¿Puedes volver a escribir el pasaje del texto sobre el disenso en Cuba, desde las palabras que contienen «Los atormentantes y» hasta terminar tras «ilegales los muchos.», cambiando «repudio» por «rechazo»?

Texto proporcionado =
☆ ☆ ☆ ☆ ☆
Décadas después, Hugo Chávez, discípulo predilecto y salvador de Fidel Castro, usó otra palabra menos agresiva, aunque más burlona: «Escuálidos», forma socarrona de ridiculizar la supuesta minoría y minusvalía de los opositores a su gobierno, pero con la misma intención y el mismo efecto perverso.
De tanto repetir, el denigrante «gusano» comenzó a ser usado como etiqueta para identificar a cuanto disidente se aviste, declarados enemigos mortales de la sociedad. Lo mismo hicieron los hutus, en Ruanda, llamando «cucarachas» a los tutsi, acabando en genocidio su guerra civil en 1994.
El acto de disentir en Cuba disminuyó considerablemente. Era muy alto, aún lo es, el precio a pagar por expresar descontento abiertamente. Desde convertirse en paria en su propia tierra, sin posibilidades de empleo ni de estudio. Dependiendo de la caridad de amigos, vecinos y de alguien desde el extranjero.
Los atormentantes y terroríficos actos de repudio se perfeccionaron. Los CDR aplicaron un intenso programa siniestro de intimidación, cuadra por cuadra. A los disidentes que no eran apresados solo les quedaban dos opciones: someterse o el exilio. La etiqueta «gusano» se trasladó así a los emigrantes que lograban salir, legalmente unos pocos, ilegales los muchos.
☆ ☆ ☆ ☆ ☆
Extractos de datos =
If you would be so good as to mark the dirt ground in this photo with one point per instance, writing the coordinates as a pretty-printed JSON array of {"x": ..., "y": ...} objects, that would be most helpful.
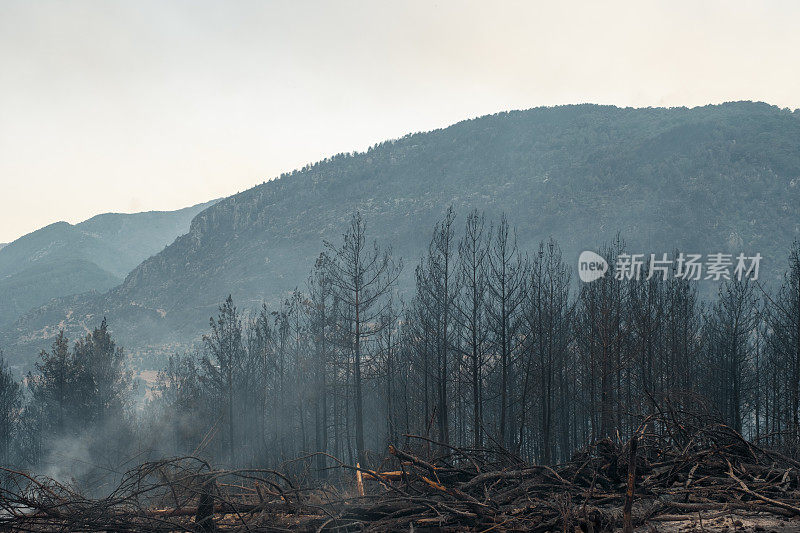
[{"x": 724, "y": 522}]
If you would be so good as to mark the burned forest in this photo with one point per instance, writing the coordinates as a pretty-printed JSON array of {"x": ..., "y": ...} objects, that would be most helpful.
[{"x": 500, "y": 394}]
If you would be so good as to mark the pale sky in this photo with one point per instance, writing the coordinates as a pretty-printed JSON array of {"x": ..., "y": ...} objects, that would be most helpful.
[{"x": 141, "y": 105}]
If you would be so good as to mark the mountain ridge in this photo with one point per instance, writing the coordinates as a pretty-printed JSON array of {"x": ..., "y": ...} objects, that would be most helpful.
[
  {"x": 712, "y": 178},
  {"x": 62, "y": 258}
]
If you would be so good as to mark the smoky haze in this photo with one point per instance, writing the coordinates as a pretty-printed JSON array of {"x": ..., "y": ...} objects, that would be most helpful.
[{"x": 131, "y": 106}]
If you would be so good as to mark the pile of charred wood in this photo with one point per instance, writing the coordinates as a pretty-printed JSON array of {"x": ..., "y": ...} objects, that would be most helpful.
[{"x": 662, "y": 473}]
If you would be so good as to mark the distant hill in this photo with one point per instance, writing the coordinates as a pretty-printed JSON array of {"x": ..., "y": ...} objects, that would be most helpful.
[
  {"x": 95, "y": 255},
  {"x": 710, "y": 179}
]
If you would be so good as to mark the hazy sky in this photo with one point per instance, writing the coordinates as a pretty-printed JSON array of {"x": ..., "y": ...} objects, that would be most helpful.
[{"x": 132, "y": 106}]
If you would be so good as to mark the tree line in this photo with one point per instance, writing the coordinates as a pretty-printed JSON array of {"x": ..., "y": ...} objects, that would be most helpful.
[{"x": 496, "y": 347}]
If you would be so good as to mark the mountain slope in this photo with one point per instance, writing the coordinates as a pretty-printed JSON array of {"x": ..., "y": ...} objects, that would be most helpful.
[
  {"x": 712, "y": 179},
  {"x": 62, "y": 259}
]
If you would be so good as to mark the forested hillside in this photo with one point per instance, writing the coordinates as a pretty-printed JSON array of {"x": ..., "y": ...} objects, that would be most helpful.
[
  {"x": 713, "y": 179},
  {"x": 94, "y": 255}
]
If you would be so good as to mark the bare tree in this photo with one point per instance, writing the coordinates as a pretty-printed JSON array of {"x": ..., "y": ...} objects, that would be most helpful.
☆ ☆ ☆ ☆ ☆
Resultado esperado =
Los atormentantes y terroríficos actos de rechazo se perfeccionaron. Los CDR aplicaron un intenso programa siniestro de intimidación, cuadra por cuadra. A los disidentes que no eran apresados solo les quedaban dos opciones: someterse o el exilio. La etiqueta «gusano» se trasladó así a los emigrantes que lograban salir, legalmente unos pocos, ilegales los muchos.